Mesmo após retirada da comissão eleitoral, que suspendeu a eleição, representantes da direita levaram a votação adiante

Fernanda Ikedo (Portal Porque)

Assembleia, realizada em clima tenso, terminou com versões diferentes: um grupo diz que votação foi suspensa; outro não só discorda como levou adiante a votação. Foto: reprodução/Fernanda Ikedo

Transformada em disputa de território entre mulheres de direita, apoiadas pelo prefeito Rodrigo Manga (Republicanos), e mulheres progressistas, a eleição para a gestão 2023/2025 do Conselho Municipal de Direitos da Mulher (CMDM) terminou em confusão e suspensa pela comissão eleitoral — o que não impediu que a eleição ocorresse.

A assembleia na sede da Secretaria de Cidadania (Secid), na rua Santa Cruz, na noite desta segunda-feira (12), foi tumultuada e definida como um “caos” por participantes. Devido à superlotação do local, a Polícia Militar tentou intervir. A eleição foi suspensa pela comissão eleitoral. No entanto, as representantes da direita continuaram a votação mesmo após a comissão eleitoral se retirar.

Com um público de mais de 600 mulheres na sede da Secid e sem chegar a um acordo se a votação ocorreria por chapa ou nominal (com voto em cada representante de setor), a comissão eleitoral se retirou do local sob vaias das mulheres de direita.

Estavam inscritas candidatas que formaram duas chapas: Mulheres em Movimento pela Democracia, composta por progressistas que pretendem dar continuidade ao trabalho da atual gestão do conselho, e Mulheres em Foco, formada por representantes da direita sorocabana.

INFORMAÇÕES APRESENTADAS —
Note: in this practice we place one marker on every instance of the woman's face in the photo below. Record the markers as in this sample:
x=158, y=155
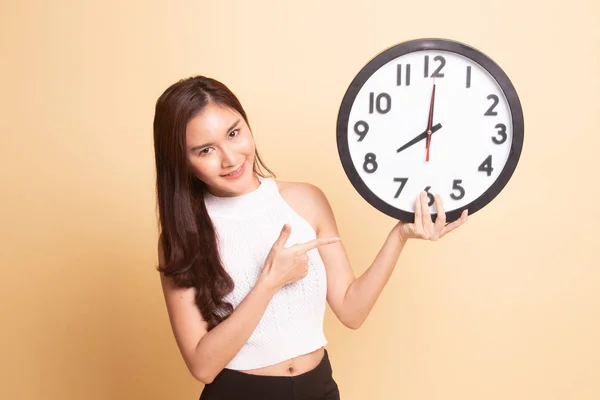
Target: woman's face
x=220, y=151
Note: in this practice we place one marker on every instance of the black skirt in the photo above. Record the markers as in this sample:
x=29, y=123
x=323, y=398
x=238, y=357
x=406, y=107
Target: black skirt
x=316, y=384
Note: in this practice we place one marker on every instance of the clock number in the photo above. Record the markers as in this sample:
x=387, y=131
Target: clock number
x=461, y=190
x=370, y=164
x=502, y=132
x=399, y=75
x=429, y=196
x=468, y=76
x=490, y=111
x=438, y=72
x=402, y=184
x=361, y=128
x=377, y=103
x=486, y=166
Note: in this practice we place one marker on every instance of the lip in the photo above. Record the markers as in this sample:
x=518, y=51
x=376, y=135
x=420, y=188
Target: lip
x=239, y=173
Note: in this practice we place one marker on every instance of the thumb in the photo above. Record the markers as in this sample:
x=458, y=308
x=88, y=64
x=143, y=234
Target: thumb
x=284, y=235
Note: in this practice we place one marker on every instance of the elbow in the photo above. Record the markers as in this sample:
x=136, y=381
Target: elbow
x=203, y=376
x=353, y=324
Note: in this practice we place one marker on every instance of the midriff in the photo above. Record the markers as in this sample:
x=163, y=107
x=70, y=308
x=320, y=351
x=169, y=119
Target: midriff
x=293, y=366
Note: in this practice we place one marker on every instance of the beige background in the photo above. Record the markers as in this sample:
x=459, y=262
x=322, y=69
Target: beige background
x=508, y=307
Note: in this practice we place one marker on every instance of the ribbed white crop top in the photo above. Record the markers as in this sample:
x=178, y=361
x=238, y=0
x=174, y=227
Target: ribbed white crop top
x=246, y=227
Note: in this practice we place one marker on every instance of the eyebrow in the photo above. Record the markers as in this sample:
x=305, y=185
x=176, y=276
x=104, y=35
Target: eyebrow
x=210, y=144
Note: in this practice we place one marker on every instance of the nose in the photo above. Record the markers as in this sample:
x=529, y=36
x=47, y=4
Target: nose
x=228, y=159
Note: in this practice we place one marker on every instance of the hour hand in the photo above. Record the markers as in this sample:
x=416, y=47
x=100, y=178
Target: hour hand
x=422, y=136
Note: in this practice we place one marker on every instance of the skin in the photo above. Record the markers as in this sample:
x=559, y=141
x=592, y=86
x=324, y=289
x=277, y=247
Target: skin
x=230, y=145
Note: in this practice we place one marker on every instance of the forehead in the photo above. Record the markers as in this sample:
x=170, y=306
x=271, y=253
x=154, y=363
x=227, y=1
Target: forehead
x=213, y=121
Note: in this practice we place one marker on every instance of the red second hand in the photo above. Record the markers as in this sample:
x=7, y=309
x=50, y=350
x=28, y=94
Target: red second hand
x=430, y=120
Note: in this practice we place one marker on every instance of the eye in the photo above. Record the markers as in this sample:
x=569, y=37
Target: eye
x=206, y=150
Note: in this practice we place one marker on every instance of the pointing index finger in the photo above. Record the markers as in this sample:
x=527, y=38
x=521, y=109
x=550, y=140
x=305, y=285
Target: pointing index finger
x=313, y=244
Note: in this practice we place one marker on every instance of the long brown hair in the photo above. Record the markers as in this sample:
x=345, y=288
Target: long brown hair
x=187, y=232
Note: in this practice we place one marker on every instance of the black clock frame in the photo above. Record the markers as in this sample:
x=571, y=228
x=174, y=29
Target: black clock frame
x=418, y=45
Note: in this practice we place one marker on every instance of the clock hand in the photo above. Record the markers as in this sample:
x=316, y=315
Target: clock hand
x=430, y=120
x=422, y=136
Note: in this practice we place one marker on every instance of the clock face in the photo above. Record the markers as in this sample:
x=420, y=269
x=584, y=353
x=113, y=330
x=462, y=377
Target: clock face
x=475, y=133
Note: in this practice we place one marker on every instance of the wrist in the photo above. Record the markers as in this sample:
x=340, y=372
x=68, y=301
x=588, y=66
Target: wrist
x=399, y=233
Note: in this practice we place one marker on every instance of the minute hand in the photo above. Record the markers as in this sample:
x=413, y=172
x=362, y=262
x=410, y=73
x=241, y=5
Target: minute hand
x=422, y=136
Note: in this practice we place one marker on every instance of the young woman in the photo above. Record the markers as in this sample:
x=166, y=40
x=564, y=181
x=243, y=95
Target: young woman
x=248, y=262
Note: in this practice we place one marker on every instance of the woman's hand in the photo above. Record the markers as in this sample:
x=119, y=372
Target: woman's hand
x=286, y=265
x=423, y=226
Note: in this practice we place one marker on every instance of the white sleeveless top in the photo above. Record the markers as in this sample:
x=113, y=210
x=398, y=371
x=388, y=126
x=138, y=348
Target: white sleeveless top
x=246, y=227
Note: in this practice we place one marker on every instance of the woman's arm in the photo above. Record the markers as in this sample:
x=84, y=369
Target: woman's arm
x=207, y=353
x=350, y=298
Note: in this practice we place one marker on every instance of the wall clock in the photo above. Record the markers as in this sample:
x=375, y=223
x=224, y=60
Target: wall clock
x=433, y=115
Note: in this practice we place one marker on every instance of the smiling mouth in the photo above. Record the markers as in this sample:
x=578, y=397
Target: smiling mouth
x=234, y=172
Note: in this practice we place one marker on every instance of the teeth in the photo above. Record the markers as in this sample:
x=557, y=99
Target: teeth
x=231, y=173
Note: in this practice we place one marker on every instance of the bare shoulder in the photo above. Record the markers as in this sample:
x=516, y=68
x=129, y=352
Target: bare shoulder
x=307, y=199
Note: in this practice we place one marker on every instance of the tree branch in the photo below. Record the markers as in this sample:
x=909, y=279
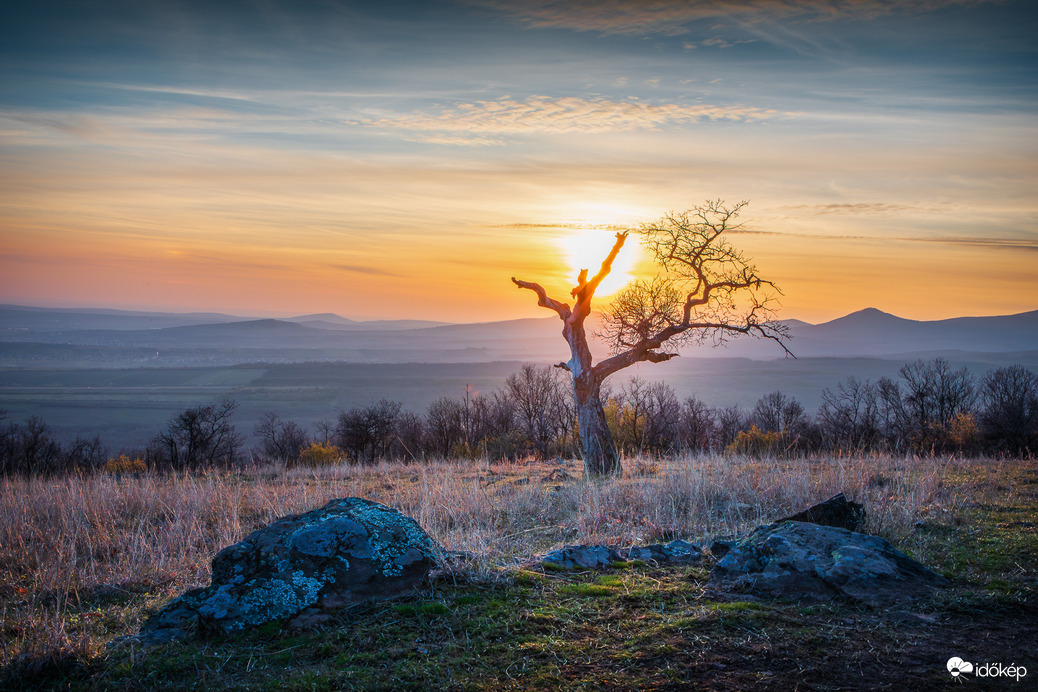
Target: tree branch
x=562, y=308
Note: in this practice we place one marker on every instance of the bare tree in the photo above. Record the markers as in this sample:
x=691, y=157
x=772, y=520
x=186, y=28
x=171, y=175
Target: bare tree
x=200, y=437
x=697, y=424
x=281, y=440
x=445, y=424
x=1009, y=417
x=541, y=408
x=366, y=434
x=706, y=291
x=780, y=413
x=849, y=417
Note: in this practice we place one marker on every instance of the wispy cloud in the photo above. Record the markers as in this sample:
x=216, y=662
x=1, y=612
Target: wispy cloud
x=673, y=17
x=360, y=269
x=852, y=208
x=487, y=121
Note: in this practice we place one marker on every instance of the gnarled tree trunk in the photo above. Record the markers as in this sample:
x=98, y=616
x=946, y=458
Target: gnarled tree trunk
x=596, y=439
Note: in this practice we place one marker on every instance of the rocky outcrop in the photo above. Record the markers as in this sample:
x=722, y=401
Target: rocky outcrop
x=837, y=510
x=586, y=557
x=600, y=557
x=301, y=570
x=813, y=562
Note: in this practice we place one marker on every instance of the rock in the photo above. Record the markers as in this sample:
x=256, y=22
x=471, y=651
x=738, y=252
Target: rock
x=599, y=557
x=815, y=562
x=301, y=569
x=589, y=557
x=835, y=511
x=721, y=545
x=676, y=552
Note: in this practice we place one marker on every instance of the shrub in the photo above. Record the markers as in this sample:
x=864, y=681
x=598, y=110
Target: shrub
x=124, y=464
x=755, y=443
x=319, y=454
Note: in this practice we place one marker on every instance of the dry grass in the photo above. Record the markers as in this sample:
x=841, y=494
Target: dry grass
x=83, y=559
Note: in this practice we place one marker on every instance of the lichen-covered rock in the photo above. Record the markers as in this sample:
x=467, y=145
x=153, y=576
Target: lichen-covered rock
x=837, y=510
x=589, y=557
x=676, y=552
x=301, y=569
x=814, y=562
x=600, y=557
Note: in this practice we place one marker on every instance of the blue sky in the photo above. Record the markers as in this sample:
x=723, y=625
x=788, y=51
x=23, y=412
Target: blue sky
x=406, y=159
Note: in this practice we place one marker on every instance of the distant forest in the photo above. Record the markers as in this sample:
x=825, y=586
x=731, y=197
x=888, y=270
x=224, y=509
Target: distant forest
x=930, y=409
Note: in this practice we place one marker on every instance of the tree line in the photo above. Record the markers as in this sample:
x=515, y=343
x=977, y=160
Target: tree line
x=929, y=409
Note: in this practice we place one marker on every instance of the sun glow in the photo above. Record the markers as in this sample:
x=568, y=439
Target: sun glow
x=585, y=248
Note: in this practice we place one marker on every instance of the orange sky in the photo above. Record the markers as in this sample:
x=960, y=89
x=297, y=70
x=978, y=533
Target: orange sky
x=410, y=168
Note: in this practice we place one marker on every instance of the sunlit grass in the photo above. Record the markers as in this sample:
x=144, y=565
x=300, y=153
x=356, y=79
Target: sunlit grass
x=85, y=559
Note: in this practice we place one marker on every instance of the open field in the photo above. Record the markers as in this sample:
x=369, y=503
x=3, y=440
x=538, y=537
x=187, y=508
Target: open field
x=86, y=559
x=128, y=406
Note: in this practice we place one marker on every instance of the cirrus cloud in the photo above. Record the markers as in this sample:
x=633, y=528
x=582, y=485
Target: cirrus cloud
x=673, y=17
x=488, y=121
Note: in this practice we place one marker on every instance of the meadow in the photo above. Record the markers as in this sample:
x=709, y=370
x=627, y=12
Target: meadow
x=86, y=559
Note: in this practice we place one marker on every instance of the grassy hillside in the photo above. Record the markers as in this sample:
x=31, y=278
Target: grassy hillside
x=128, y=406
x=86, y=559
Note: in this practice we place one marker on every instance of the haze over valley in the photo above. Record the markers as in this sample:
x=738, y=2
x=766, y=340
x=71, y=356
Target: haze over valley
x=121, y=375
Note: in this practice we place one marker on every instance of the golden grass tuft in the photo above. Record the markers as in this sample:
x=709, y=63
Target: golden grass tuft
x=85, y=558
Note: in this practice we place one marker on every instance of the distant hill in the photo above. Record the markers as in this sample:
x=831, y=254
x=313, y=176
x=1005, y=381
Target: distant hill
x=21, y=317
x=223, y=339
x=873, y=332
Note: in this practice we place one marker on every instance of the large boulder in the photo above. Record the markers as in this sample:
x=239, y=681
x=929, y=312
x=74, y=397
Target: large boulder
x=301, y=569
x=600, y=557
x=837, y=510
x=809, y=561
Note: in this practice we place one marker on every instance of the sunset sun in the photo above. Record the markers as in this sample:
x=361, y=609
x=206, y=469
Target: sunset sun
x=585, y=248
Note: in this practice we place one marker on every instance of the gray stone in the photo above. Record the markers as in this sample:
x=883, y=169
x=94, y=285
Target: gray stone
x=600, y=557
x=809, y=561
x=837, y=510
x=301, y=569
x=588, y=557
x=676, y=552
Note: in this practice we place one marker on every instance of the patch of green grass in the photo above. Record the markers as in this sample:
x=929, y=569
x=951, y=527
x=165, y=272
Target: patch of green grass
x=590, y=590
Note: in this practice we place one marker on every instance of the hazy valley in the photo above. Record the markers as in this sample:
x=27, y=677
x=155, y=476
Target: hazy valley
x=121, y=375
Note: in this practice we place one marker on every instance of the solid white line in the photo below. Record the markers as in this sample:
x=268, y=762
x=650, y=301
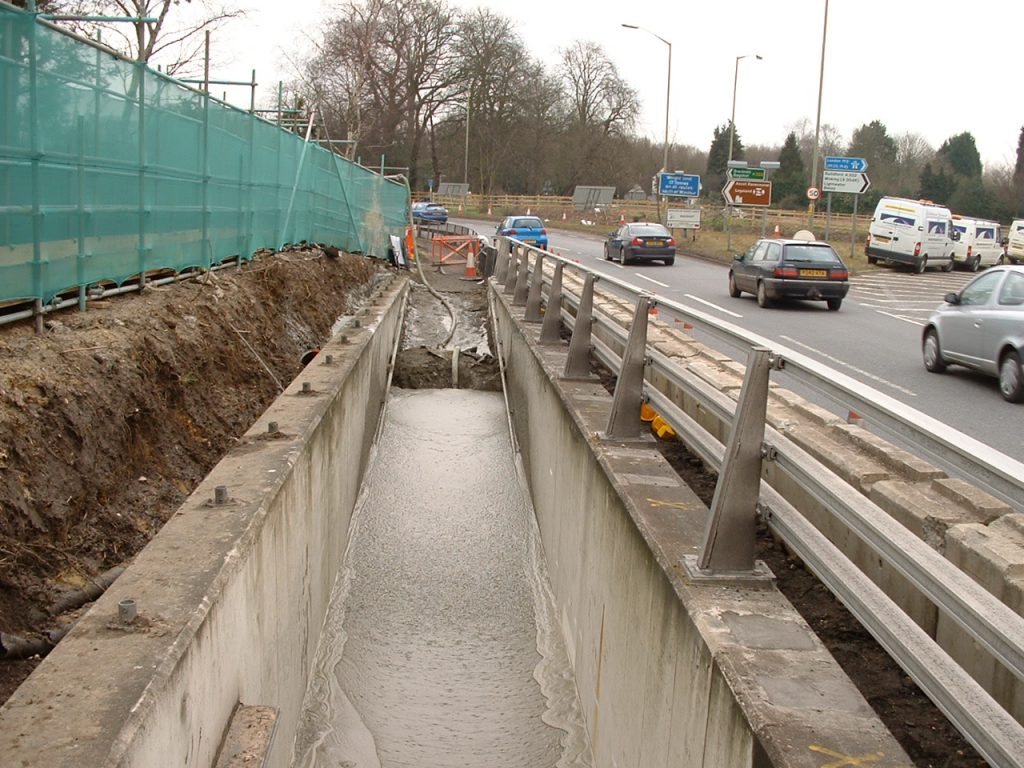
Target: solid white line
x=714, y=306
x=838, y=361
x=656, y=283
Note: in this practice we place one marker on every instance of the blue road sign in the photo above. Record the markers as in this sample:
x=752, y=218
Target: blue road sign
x=678, y=185
x=846, y=164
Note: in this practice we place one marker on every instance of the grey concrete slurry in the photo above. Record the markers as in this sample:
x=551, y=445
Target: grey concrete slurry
x=440, y=647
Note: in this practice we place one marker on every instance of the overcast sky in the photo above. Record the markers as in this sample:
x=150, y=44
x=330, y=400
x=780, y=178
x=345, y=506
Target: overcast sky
x=931, y=67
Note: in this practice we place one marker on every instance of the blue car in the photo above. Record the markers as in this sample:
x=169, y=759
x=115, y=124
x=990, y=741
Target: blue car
x=429, y=213
x=528, y=229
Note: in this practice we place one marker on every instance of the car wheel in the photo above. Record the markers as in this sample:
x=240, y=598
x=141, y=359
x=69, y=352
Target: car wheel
x=1012, y=378
x=932, y=352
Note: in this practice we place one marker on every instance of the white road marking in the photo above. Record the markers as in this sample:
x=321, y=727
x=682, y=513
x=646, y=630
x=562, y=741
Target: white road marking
x=714, y=306
x=651, y=280
x=856, y=370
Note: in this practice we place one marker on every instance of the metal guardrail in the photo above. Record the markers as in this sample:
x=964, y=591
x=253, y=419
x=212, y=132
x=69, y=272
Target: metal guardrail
x=996, y=735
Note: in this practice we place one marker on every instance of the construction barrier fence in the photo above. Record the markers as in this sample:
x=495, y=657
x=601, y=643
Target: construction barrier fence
x=111, y=170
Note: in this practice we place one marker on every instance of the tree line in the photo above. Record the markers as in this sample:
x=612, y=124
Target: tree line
x=450, y=95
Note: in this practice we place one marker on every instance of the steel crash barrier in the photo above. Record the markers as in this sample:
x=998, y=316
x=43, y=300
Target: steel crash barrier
x=827, y=519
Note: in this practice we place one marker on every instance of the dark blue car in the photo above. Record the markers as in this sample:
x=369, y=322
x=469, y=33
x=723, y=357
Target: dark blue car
x=528, y=229
x=429, y=213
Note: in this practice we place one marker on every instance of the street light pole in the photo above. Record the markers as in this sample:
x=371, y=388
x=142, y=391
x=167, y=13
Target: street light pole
x=668, y=100
x=817, y=123
x=735, y=81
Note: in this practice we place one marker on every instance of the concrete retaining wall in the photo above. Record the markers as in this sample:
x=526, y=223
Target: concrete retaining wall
x=230, y=597
x=670, y=672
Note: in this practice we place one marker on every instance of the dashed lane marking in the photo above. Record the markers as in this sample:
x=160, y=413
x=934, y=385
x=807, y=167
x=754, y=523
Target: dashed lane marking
x=713, y=306
x=844, y=364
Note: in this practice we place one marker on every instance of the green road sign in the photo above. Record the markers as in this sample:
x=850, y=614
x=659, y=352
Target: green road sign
x=751, y=174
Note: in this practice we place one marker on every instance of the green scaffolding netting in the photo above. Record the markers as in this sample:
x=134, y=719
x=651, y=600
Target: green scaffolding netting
x=109, y=170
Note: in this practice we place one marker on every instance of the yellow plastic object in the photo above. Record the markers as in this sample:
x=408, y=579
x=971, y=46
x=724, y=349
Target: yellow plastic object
x=663, y=429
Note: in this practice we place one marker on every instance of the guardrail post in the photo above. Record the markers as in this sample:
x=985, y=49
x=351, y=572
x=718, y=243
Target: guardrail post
x=624, y=421
x=521, y=279
x=551, y=330
x=578, y=363
x=729, y=536
x=534, y=298
x=513, y=269
x=502, y=265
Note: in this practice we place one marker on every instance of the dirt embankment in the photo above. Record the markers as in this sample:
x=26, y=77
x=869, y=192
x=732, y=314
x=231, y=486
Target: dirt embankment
x=110, y=418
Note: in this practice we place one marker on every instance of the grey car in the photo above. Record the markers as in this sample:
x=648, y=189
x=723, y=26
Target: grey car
x=982, y=328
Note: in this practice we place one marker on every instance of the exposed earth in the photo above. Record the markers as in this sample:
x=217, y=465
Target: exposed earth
x=110, y=418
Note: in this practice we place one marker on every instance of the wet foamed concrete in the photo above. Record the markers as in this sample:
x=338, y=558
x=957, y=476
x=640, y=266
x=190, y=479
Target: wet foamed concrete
x=430, y=654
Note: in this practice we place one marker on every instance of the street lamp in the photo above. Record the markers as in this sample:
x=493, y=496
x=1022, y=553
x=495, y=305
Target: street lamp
x=817, y=124
x=668, y=91
x=735, y=79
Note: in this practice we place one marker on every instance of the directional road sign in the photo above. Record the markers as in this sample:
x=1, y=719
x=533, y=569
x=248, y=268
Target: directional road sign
x=845, y=181
x=678, y=185
x=846, y=164
x=747, y=173
x=744, y=193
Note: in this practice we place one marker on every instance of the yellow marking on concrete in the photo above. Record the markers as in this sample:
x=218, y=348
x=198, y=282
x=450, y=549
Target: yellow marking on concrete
x=846, y=761
x=675, y=505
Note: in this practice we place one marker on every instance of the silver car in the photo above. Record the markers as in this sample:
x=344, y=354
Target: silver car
x=982, y=327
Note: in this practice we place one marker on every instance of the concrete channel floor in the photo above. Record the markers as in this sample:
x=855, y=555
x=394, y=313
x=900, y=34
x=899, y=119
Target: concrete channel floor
x=440, y=647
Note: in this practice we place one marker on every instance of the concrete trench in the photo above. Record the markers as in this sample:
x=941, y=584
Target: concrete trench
x=662, y=671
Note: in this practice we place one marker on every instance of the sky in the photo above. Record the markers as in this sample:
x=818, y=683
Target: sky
x=935, y=68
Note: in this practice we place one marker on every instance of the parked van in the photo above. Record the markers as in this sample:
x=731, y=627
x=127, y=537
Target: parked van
x=915, y=232
x=979, y=244
x=1015, y=242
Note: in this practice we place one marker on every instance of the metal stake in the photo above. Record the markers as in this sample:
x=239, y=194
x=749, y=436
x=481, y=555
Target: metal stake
x=551, y=330
x=578, y=363
x=521, y=280
x=624, y=421
x=728, y=543
x=502, y=261
x=510, y=275
x=534, y=298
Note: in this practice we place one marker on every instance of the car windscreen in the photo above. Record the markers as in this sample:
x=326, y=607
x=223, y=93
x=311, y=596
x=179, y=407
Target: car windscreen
x=820, y=254
x=648, y=230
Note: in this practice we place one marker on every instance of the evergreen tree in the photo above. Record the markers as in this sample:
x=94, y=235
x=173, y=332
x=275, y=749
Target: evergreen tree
x=788, y=180
x=718, y=160
x=961, y=155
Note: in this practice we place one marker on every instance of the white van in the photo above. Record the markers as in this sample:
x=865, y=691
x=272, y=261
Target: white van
x=1015, y=242
x=979, y=243
x=916, y=232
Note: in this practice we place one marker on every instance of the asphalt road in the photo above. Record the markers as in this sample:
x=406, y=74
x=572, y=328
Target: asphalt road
x=873, y=338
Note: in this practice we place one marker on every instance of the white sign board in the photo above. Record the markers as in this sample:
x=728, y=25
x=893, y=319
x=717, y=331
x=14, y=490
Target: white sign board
x=684, y=218
x=845, y=181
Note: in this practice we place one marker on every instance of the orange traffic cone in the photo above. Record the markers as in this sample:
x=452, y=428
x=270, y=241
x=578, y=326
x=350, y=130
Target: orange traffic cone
x=470, y=266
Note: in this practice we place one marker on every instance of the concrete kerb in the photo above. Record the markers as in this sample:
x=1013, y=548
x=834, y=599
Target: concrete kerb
x=230, y=596
x=913, y=492
x=670, y=672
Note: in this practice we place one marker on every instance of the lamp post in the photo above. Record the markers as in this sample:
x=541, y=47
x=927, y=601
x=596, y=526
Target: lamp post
x=817, y=123
x=668, y=99
x=735, y=80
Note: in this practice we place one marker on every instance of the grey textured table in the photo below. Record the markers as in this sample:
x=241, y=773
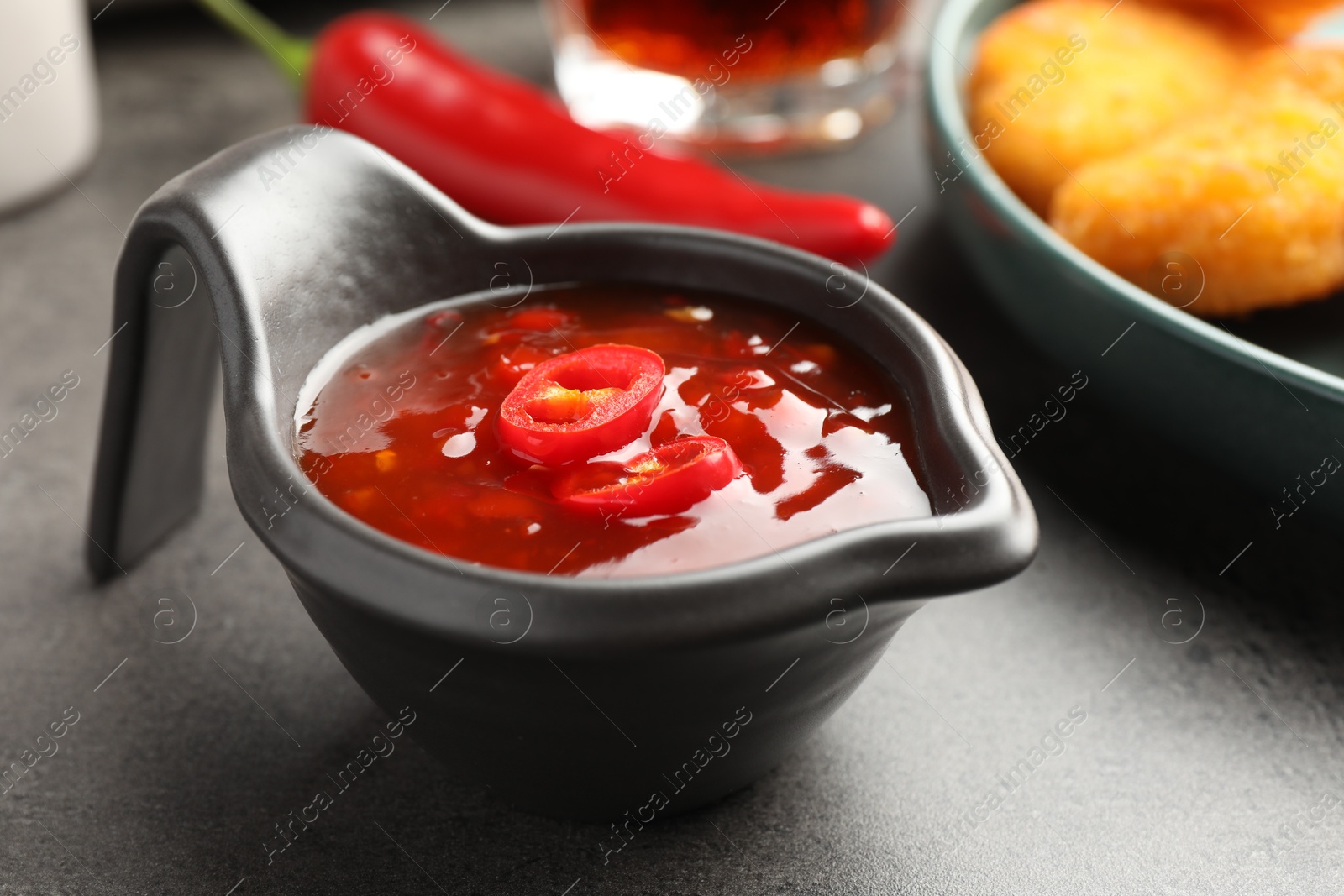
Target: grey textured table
x=1202, y=768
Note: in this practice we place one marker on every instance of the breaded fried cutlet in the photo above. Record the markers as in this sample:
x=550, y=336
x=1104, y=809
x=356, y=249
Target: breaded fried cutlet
x=1254, y=194
x=1061, y=83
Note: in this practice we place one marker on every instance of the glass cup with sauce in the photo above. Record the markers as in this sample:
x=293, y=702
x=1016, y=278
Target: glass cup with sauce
x=729, y=74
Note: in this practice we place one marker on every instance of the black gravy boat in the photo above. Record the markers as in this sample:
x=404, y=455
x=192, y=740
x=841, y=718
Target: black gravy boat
x=577, y=698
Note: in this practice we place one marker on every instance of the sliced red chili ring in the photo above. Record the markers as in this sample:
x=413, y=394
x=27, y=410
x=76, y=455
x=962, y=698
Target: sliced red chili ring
x=669, y=479
x=581, y=405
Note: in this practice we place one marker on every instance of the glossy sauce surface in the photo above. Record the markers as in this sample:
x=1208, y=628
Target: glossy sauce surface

EXERCÍCIO PROPOSTO — Prossiga com a reportagem sobre a eleição do Conselho Municipal de Direitos da Mulher, dando-lhe continuidade a partir da última frase apresentada.

RESPOSTA AO EXERCÍCIO —
Conforme o PORQUE apurou, a articulação da chapa de direita partiu diretamente do Governo Manga, e incluiu pressões sobre funcionários comissionados e terceirizados da Prefeitura (leia aqui).

Com o auditório e corredores lotados, sem ventilação adequada, todas, incluindo idosas, cadeirantes e mulheres com crianças, sofreram com o abafamento e a confusão generalizada por falta de consenso de como seria a votação.

O início da votação ocorreu por volta das 20h30, uma hora e meia após o previsto. A inscrição para poder votar foi estendida das 18h30 para 19h. As filas eram gigantes e ninguém sabia muito bem onde era para se inscrever e onde era para aguardar para a votação.

Como o edital prevê que a eleição seja nome por nome das representantes, as integrantes da chapa Mulheres em Movimento pela Democracia decidiram retirar a candidatura e tentar impugnar a eleição.

No palco do auditório, a comissão eleitoral tentava falar ao microfone e passar instruções, mas a gritaria do público era maior. A impaciência foi trocada por insultos de mulheres que afirmavam estar “lutando para tirar o conselho das mãos da esquerda”, segundo uma das mulheres presentes.

“Tá cheio assim porque as mulheres de direita acordaram. Estamos votando pelos filhos, pela família”, disse a dona de casa Isabel Leal, 49 anos, que foi votar com duas amigas, vizinhas e que compartilharam a colinha no grupo de mães da escola.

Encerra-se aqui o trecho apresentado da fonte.